**Activity:**
Extend the news item on OSHA's final rule for crane operator certification by writing what follows its last sentence.

**Selected excerpt:**

━━━

Home » News » U.S. Department of Labor Issues Final Rule on Crane Operator Certification Requirements
U.S. Department of Labor Issues Final Rule on Crane Operator Certification Requirements
JANUARY 3, 2019 – The U.S. Department of Labor’s Occupational Safety and Health Administration (OSHA) published a final rule on November 7, 2018 that clarifies certification requirements for crane operators, and maintains the employer’s duty to ensure that crane operators can safely operate the equipment. The final rule will maintain safety and health protections for workers while reducing compliance burdens.
Under the final rule, employers are required to train operators as needed to perform assigned crane activities, evaluate them, and document successful completion of the evaluations. Employers who have evaluated operators prior to December 9, 2018, will not have to conduct those evaluations again, but will only have to document when those evaluations were completed.
The rule also requires crane operators to be certified or licensed, and receive ongoing training as necessary to operate new equipment. Operators can be certified based on the crane’s type and capacity, or type only, which ensures that more accredited testing organizations are eligible to meet OSHA’s certification program requirements. The final rule revises a 2010 requirement that crane operator certification must specify the rated lifting capacity of cranes for which the operator is certified. Compliant certifications that were already issued by type and capacity are still acceptable under this final rule.

━━━

**Supplied entries:**
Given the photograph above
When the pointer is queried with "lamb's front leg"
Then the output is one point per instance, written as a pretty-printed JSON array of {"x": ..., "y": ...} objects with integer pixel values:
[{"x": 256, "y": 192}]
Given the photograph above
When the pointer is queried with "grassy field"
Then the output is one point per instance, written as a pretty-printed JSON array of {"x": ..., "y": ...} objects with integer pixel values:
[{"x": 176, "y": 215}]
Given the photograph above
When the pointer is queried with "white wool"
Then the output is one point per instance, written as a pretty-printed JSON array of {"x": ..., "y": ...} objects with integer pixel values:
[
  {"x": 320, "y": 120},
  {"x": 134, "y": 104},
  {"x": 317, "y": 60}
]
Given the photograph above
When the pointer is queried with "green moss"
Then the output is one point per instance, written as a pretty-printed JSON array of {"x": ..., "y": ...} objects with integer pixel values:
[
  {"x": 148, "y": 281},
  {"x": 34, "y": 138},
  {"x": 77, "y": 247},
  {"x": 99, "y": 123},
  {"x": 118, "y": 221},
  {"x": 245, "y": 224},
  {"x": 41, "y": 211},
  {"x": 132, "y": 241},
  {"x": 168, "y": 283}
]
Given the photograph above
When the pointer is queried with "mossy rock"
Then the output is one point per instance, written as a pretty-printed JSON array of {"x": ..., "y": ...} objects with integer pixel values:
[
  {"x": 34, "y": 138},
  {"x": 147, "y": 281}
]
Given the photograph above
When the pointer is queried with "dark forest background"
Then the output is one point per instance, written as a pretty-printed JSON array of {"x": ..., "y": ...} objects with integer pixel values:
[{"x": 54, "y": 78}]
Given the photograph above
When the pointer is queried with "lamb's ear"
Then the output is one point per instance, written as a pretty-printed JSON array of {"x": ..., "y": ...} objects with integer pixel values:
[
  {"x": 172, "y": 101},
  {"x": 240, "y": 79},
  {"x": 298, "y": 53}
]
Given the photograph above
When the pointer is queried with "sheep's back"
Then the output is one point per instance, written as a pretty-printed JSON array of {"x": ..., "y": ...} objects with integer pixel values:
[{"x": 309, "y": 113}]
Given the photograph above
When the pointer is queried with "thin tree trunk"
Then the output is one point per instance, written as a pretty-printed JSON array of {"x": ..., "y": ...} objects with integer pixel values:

━━━

**Exercise response:**
The final rule, with the exception of the evaluation and documentation requirements, will become effective on Dec. 9, 2018. The evaluation and documentation requirements will become effective on February 7, 2019.
Under the Occupational Safety and Health Act of 1970, employers are responsible for providing safe and healthful workplaces for their employees. OSHA’s role is to help ensure these conditions for America’s working men and women by setting and enforcing standards, and providing training, education and assistance. For more information, visit www.osha.gov.
# # #
In Hawaii, Crane operators doing construction work will still be required to have a valid certification issued by the Hawaii Hoisting Machine Operators Advisory Board (HMOAB). One requirement for the Hawaii certification is a current physical examination which meets the requirements of ASME B30.5 Section 5-3.1.2(a) or ASME B30.3 Section 3-3.1.2(b). This may include, but is not limited to, a current Department of Transportation (DOT) Medical Examiner’s Certificate.
What is construction work? Read our post below: “You May be Doing Construction Work.” In these cases crane operators will need the Hawaii Certification, even if the time spent doing such work is minimal. The Hawaii Certification is only $100 per year and it is best to comply with the law and have your crane operators certified.